> _GOAL_: Extract all of the entries and set them down verbatim.

> _MATERIAL TO PROCESS_:

::::::

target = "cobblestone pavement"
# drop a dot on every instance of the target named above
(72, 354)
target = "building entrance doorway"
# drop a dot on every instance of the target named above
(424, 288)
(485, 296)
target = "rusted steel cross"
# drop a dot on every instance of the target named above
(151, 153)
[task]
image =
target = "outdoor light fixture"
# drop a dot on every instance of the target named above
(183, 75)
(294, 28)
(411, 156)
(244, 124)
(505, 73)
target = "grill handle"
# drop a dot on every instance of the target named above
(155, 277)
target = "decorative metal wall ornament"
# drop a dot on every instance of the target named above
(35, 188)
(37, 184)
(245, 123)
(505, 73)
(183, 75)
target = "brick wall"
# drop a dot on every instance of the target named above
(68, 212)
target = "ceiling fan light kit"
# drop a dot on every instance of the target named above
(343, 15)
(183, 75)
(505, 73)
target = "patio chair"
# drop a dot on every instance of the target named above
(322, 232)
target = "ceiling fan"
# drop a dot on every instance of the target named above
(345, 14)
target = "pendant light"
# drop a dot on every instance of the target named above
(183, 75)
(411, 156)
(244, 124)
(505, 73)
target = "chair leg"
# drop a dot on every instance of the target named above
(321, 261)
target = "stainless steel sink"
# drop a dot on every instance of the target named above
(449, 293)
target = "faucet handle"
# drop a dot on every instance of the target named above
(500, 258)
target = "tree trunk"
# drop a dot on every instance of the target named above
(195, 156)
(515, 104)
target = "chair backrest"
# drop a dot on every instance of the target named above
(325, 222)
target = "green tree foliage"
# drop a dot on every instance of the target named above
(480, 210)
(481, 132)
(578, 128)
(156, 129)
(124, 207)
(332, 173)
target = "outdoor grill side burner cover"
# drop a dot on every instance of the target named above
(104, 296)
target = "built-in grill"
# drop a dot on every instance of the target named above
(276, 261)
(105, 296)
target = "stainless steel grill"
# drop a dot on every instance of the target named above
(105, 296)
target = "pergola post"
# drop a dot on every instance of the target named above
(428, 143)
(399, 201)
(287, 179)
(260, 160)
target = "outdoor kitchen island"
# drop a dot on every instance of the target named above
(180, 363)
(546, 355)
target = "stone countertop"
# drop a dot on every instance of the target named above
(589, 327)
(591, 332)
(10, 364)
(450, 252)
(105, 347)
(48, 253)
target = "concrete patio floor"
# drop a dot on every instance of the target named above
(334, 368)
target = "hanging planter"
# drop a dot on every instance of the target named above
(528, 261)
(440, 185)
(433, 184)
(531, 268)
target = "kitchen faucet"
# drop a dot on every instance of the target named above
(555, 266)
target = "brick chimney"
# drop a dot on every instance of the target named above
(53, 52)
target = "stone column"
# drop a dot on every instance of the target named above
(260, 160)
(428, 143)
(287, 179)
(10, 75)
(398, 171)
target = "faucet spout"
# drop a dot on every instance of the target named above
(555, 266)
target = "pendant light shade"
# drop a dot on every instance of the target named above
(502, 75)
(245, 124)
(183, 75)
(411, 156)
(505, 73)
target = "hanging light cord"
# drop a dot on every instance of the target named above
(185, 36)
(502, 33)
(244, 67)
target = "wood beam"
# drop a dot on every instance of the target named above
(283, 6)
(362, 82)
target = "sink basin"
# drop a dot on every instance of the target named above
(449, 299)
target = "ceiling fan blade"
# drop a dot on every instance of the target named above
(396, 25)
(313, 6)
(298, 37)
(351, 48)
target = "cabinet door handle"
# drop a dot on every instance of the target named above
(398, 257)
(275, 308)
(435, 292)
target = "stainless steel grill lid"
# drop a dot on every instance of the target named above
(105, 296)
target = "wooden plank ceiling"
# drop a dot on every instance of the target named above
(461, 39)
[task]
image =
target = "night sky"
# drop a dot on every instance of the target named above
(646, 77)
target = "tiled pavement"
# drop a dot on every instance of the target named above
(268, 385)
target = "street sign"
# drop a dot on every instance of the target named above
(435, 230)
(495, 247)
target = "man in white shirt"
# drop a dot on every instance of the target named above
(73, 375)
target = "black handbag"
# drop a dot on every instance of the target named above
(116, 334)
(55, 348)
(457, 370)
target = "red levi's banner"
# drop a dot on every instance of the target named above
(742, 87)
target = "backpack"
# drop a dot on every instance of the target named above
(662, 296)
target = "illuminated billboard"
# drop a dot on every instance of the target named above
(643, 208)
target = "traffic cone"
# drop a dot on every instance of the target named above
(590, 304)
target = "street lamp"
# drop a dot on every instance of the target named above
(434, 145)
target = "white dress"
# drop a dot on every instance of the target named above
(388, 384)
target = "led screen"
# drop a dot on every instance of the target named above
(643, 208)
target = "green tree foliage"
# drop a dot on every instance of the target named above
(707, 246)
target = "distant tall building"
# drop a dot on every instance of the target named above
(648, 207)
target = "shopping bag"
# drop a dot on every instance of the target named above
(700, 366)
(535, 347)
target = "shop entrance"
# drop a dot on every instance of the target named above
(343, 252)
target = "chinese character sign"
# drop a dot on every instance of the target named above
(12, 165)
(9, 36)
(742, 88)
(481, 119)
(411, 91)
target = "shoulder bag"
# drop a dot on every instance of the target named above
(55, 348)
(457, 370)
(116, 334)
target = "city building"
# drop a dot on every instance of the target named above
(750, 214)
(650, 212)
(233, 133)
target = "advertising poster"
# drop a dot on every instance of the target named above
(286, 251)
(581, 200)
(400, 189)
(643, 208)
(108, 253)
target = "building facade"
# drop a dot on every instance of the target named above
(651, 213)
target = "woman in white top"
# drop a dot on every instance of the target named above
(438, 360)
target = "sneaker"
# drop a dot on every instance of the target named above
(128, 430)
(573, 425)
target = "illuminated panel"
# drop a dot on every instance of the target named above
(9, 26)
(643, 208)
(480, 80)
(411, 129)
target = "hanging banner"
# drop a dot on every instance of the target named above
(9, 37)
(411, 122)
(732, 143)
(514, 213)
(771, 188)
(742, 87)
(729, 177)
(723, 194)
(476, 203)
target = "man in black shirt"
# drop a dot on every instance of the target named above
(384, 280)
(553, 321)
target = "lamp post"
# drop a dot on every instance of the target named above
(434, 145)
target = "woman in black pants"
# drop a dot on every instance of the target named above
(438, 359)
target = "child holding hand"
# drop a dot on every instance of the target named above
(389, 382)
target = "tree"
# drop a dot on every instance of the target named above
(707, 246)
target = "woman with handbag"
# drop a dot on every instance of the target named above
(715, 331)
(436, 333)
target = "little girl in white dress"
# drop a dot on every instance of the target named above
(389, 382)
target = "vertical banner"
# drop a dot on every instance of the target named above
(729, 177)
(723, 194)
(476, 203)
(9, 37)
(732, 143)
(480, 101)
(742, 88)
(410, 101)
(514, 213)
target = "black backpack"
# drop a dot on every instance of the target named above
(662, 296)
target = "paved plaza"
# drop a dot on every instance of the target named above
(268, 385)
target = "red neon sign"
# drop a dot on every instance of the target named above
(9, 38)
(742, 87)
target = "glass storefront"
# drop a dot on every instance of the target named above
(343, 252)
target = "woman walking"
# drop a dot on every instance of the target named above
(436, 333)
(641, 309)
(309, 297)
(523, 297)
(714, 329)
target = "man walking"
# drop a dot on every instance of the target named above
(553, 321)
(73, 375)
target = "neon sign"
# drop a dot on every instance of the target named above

::::::

> _OUTPUT OF THE TASK_:
target = "cobblestone pavement"
# drop a dot on every instance of the target named above
(72, 354)
target = "building entrance doorway"
# drop a dot on every instance of the target named above
(424, 288)
(485, 296)
target = "rusted steel cross"
# drop a dot on every instance of the target named above
(151, 153)
[task]
image =
target = "outdoor light fixture"
# drop a dot on every instance of the target named above
(183, 75)
(294, 28)
(411, 156)
(244, 124)
(505, 73)
target = "grill handle"
# drop a dot on every instance of the target named above
(155, 277)
target = "decorative metal wall ornament"
# drop a dot on every instance of the target named above
(35, 188)
(37, 184)
(245, 123)
(505, 73)
(183, 75)
target = "brick wall"
# drop a dot on every instance of the target named above
(68, 212)
target = "ceiling fan light kit"
# drop a dot on every instance of the target named above
(343, 15)
(183, 75)
(505, 73)
target = "patio chair"
# drop a dot on every instance of the target named above
(322, 232)
target = "ceiling fan"
# drop a dot on every instance of the target named above
(345, 14)
target = "pendant light"
# drop a dot on every instance of the target named above
(183, 75)
(411, 156)
(244, 124)
(505, 73)
target = "chair leg"
# drop a dot on every instance of the target named above
(321, 261)
target = "stainless steel sink"
# drop a dot on every instance of the target named above
(449, 293)
target = "faucet handle"
# drop a dot on every instance of the target named above
(500, 258)
target = "tree trunk"
# drop a dot on every instance of the target named above
(195, 156)
(515, 104)
target = "chair backrest"
# drop a dot on every instance of the target named above
(325, 222)
target = "green tree foliage"
# drop a dot on every instance of the target named above
(480, 210)
(481, 132)
(578, 128)
(156, 129)
(124, 207)
(332, 173)
target = "outdoor grill side burner cover"
# drop a dot on every instance of the target named above
(104, 296)
target = "built-in grill"
# drop a dot on every instance of the target named above
(276, 261)
(105, 296)
target = "stainless steel grill"
# drop a dot on every instance of the target named above
(105, 296)
target = "pergola post"
# drop a dot on every instance of the target named above
(428, 143)
(399, 201)
(287, 179)
(260, 160)
target = "outdoor kitchen island"
# drop a dot on every instance of the target named above
(180, 363)
(546, 355)
target = "stone countertop"
# drop a dot on every instance of the target named above
(589, 327)
(591, 332)
(10, 364)
(450, 252)
(105, 347)
(48, 253)
target = "concrete patio floor"
# drop a dot on every instance of the target named above
(334, 368)
target = "hanging planter"
# drop a dot on every instance of the target named above
(528, 261)
(440, 185)
(433, 184)
(531, 268)
target = "kitchen faucet"
# drop a dot on every instance of the target named above
(555, 266)
target = "brick chimney"
# drop a dot on every instance of the target named above
(53, 52)
target = "stone column"
# drop a dot on every instance of the target named above
(260, 160)
(428, 143)
(287, 179)
(10, 75)
(398, 171)
target = "faucet spout"
# drop a dot on every instance of the target named above
(555, 266)
target = "pendant light shade"
# drop a dot on every instance of the target named above
(502, 75)
(245, 124)
(183, 75)
(411, 156)
(505, 73)
target = "hanging light cord"
# drop a dot on every instance of the target named above
(185, 36)
(502, 33)
(244, 67)
target = "wood beam"
# drop a dot on every instance of the target named above
(283, 6)
(362, 82)
target = "sink basin"
# drop a dot on every instance of the target named above
(449, 299)
target = "ceiling fan blade"
# drop a dot on every instance of the target named above
(396, 25)
(313, 6)
(298, 37)
(351, 48)
target = "cabinet door handle"
# drop a dot on every instance of the target named above
(398, 257)
(275, 308)
(435, 292)
target = "stainless steel grill lid"
# drop a dot on every instance of the target named above
(105, 296)
target = "wooden plank ceiling"
# drop a dot on every instance of the target named above
(461, 39)
[task]
image =
target = "night sky"
# drop a dot on every instance of the target named above
(646, 77)
target = "tiled pavement"
# drop a dot on every instance of the target named above
(268, 385)
target = "street sign"
# drop a dot on every instance of the target named above
(435, 230)
(495, 247)
target = "man in white shirt"
# drop a dot on every instance of the target named above
(73, 375)
target = "black handbag"
# drop a dot on every instance of the target named above
(116, 334)
(55, 348)
(457, 370)
target = "red levi's banner"
# drop a dot on every instance of the target named above
(742, 87)
target = "backpack"
# drop a dot on every instance of the target named above
(662, 296)
target = "illuminated billboard"
# drop a dot on every instance of the target named above
(643, 208)
target = "traffic cone"
# drop a dot on every instance of the target named above
(590, 304)
target = "street lamp"
# drop a dot on every instance of the target named above
(434, 145)
target = "white dress"
# drop a dot on every instance of the target named above
(388, 384)
target = "led screen"
# drop a dot on every instance of the target named above
(643, 208)
target = "green tree foliage"
# drop a dot on every instance of the target named above
(707, 246)
target = "distant tall building"
# drop a dot on every instance of the target named above
(648, 207)
target = "shopping bag"
# drop a dot on every instance of the target named above
(700, 366)
(535, 347)
target = "shop entrance"
# drop a dot on every instance of the target named above
(343, 252)
target = "chinese character sign"
# drop a dot on every instance of the target named above
(12, 165)
(9, 36)
(742, 88)
(481, 119)
(411, 91)
target = "shoulder bag"
# drop a dot on every instance of the target named above
(55, 348)
(457, 370)
(116, 334)
target = "city building"
# drop a dot on every instance of the target named above
(750, 214)
(650, 212)
(233, 133)
target = "advertising poster"
# drop a dot on every instance of the target named above
(286, 251)
(581, 200)
(400, 189)
(643, 208)
(108, 253)
target = "building facade"
# drop a dot on every instance of the target named above
(651, 213)
target = "woman in white top"
# drop a dot on every instance of the target named above
(438, 360)
target = "sneaker"
# drop a dot on every instance of the target named above
(128, 430)
(573, 425)
target = "illuminated panel"
# drop a dot on every instance of the target named above
(9, 26)
(643, 208)
(480, 80)
(411, 129)
target = "hanging banner"
# drop a dot on every instance of the target named above
(9, 37)
(411, 122)
(732, 143)
(514, 213)
(771, 188)
(742, 87)
(729, 177)
(723, 194)
(476, 203)
target = "man in black shirt"
# drop a dot on every instance of the target named above
(384, 280)
(553, 321)
target = "lamp post"
# drop a dot on every instance of the target named above
(434, 145)
target = "woman in black pants"
# drop a dot on every instance of the target named above
(438, 359)
target = "child holding hand"
# drop a dot on every instance of the target named above
(389, 382)
target = "tree"
# drop a dot on every instance of the target named above
(707, 246)
target = "woman with handbag"
# drop a dot on every instance of the target named above
(715, 331)
(436, 333)
target = "little girl in white dress"
# drop a dot on every instance of the target named above
(389, 382)
target = "vertical banner"
# drop a dot on every instance of the target named above
(729, 177)
(723, 194)
(476, 203)
(9, 37)
(732, 143)
(480, 101)
(742, 88)
(410, 101)
(514, 213)
target = "black backpack"
# drop a dot on every instance of the target named above
(662, 296)
target = "paved plaza"
# drop a dot on every instance of the target named above
(268, 385)
target = "red neon sign"
# drop a dot on every instance of the target named above
(9, 38)
(742, 87)
target = "glass storefront"
# drop a dot on every instance of the target named above
(343, 252)
target = "woman walking"
# drop a dot on every instance of the target named above
(436, 333)
(641, 309)
(309, 297)
(523, 297)
(714, 329)
target = "man walking"
# drop a dot on every instance of the target named above
(553, 321)
(73, 375)
target = "neon sign"
# drop a dot on every instance of the target named above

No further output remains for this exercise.